What you have to do:
Output the data below exactly as it appears, beginning with the line containing "Point out the black post" and continuing through the line containing "x=1088 y=192", inclusive of both.

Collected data
┌──
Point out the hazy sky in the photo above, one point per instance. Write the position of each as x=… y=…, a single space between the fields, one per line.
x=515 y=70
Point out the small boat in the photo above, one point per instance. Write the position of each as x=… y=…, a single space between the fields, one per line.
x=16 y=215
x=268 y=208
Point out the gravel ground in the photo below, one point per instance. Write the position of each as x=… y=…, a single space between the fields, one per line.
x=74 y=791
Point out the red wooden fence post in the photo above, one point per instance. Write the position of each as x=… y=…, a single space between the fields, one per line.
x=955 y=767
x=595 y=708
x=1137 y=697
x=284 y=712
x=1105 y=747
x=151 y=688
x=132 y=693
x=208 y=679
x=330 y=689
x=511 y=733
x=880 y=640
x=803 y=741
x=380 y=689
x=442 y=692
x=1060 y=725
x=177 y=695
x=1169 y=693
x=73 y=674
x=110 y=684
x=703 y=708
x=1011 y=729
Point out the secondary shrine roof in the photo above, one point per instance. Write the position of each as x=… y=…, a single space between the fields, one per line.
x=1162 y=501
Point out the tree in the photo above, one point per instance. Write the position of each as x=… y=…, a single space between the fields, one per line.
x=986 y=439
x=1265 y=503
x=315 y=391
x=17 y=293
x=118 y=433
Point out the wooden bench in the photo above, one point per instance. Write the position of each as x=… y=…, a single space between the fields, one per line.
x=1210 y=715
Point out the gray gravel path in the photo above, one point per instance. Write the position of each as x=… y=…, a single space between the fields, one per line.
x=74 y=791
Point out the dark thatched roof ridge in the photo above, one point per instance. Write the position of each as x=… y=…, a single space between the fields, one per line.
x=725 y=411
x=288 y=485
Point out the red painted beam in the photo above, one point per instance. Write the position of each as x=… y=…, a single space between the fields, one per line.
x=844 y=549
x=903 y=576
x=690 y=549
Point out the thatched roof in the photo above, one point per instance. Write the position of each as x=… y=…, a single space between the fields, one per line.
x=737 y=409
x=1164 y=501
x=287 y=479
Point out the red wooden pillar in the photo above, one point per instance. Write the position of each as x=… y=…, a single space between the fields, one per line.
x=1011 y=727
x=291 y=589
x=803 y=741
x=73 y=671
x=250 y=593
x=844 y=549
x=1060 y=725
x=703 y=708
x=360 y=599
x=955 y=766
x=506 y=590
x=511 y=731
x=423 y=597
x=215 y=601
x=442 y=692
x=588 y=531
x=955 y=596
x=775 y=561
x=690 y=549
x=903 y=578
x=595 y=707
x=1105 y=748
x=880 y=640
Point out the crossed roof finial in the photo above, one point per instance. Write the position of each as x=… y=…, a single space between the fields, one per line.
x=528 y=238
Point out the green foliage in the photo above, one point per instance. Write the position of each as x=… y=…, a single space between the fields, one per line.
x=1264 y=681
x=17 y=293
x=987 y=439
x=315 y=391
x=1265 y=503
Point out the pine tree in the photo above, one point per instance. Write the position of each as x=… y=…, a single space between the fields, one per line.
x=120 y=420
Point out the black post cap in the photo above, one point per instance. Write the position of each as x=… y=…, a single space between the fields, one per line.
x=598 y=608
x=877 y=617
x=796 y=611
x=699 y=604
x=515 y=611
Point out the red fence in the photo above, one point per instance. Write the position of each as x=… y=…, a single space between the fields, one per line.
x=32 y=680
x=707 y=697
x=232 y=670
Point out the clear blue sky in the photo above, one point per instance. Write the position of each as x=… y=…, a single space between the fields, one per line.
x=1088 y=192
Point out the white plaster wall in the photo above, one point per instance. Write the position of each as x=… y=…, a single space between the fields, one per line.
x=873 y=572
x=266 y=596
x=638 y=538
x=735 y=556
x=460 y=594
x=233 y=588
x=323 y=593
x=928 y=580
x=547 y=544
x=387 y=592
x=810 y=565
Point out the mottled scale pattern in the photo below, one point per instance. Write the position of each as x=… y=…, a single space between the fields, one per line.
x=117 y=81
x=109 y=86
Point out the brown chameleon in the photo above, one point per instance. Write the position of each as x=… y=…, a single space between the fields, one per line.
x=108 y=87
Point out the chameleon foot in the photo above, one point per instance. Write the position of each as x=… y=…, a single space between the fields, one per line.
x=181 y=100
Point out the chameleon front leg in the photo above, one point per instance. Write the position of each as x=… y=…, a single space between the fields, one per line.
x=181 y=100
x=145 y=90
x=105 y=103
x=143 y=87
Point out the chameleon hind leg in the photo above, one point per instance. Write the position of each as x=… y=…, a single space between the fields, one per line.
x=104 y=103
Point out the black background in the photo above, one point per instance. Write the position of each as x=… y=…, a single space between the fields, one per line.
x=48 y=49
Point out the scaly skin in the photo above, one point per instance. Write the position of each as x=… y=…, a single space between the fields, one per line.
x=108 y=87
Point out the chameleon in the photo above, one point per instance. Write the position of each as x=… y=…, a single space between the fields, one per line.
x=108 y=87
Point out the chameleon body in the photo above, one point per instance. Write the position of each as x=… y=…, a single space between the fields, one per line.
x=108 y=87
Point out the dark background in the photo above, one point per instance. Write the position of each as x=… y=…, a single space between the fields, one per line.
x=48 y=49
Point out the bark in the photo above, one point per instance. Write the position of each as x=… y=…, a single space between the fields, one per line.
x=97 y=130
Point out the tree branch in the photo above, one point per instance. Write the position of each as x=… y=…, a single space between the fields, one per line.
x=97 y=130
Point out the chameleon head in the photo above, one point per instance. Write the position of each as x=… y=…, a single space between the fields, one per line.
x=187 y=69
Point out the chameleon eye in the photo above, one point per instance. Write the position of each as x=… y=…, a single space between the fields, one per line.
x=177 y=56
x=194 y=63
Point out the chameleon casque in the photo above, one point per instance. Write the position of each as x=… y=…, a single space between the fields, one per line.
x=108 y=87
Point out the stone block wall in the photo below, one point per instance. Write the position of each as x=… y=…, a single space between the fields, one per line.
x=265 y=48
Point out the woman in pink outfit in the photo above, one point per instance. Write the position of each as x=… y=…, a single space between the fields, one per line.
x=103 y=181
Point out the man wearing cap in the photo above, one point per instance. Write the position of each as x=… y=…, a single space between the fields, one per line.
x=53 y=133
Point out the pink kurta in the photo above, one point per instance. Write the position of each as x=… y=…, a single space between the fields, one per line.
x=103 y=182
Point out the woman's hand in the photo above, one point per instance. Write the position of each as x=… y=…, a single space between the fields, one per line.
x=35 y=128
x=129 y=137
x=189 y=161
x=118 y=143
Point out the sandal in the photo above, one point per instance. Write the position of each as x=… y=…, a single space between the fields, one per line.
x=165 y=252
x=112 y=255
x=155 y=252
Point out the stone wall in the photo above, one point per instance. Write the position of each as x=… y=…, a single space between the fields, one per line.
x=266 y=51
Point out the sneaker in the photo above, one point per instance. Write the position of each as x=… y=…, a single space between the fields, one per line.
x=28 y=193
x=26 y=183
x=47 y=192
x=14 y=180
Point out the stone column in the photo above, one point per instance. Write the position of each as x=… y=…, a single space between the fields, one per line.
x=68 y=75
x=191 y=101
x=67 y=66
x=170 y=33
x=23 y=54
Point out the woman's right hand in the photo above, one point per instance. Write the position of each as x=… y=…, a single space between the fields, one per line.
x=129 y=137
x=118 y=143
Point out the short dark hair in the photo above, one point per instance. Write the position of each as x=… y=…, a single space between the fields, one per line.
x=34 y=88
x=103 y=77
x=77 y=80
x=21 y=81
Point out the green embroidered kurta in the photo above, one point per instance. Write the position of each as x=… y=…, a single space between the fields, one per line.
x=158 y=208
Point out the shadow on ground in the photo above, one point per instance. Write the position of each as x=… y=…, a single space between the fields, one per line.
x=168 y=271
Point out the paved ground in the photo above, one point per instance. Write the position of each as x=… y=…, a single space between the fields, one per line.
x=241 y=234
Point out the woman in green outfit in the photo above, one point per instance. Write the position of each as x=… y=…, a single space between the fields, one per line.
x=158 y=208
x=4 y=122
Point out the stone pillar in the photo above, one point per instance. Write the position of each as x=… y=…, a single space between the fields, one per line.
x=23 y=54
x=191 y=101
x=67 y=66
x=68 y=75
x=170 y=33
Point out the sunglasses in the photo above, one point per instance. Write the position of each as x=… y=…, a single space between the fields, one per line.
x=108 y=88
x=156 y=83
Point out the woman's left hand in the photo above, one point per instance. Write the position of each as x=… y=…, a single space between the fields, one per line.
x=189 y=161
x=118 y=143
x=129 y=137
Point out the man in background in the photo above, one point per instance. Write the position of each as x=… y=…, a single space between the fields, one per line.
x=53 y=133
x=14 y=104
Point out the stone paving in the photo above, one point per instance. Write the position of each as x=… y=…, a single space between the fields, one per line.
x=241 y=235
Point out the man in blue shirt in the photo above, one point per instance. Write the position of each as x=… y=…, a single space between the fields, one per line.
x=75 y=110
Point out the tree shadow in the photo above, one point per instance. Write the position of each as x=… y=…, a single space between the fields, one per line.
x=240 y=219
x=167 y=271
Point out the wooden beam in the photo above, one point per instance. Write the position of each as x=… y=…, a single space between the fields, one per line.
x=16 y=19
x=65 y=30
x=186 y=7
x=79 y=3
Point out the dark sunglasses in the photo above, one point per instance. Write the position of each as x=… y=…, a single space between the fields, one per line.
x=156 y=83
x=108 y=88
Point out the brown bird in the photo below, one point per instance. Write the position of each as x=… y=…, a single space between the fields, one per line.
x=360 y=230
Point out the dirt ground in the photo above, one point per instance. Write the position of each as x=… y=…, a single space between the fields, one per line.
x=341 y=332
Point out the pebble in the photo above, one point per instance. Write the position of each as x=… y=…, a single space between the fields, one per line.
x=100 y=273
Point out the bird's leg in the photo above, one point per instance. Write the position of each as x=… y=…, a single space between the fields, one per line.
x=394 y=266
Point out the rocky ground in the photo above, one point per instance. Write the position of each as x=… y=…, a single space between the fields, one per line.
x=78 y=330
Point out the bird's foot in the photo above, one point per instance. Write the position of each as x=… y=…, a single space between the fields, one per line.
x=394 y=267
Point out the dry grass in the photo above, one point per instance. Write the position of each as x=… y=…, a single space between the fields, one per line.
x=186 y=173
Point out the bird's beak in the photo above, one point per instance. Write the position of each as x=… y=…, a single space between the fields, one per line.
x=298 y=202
└──
Result below:
Point out the black post cap in the photo above, one point per instance. Write the position of each as x=… y=…, a single space between the fields, one per line.
x=598 y=608
x=877 y=617
x=796 y=611
x=699 y=604
x=515 y=611
Point out the red fence in the photo above, one point per instance. Write the position of each as x=… y=…, a single space between the fields, one per line.
x=32 y=680
x=707 y=697
x=232 y=670
Point out the clear blue sky in the photo above, one point per instance. Write the position of each as x=… y=…, a single space between the fields, one per line.
x=1088 y=192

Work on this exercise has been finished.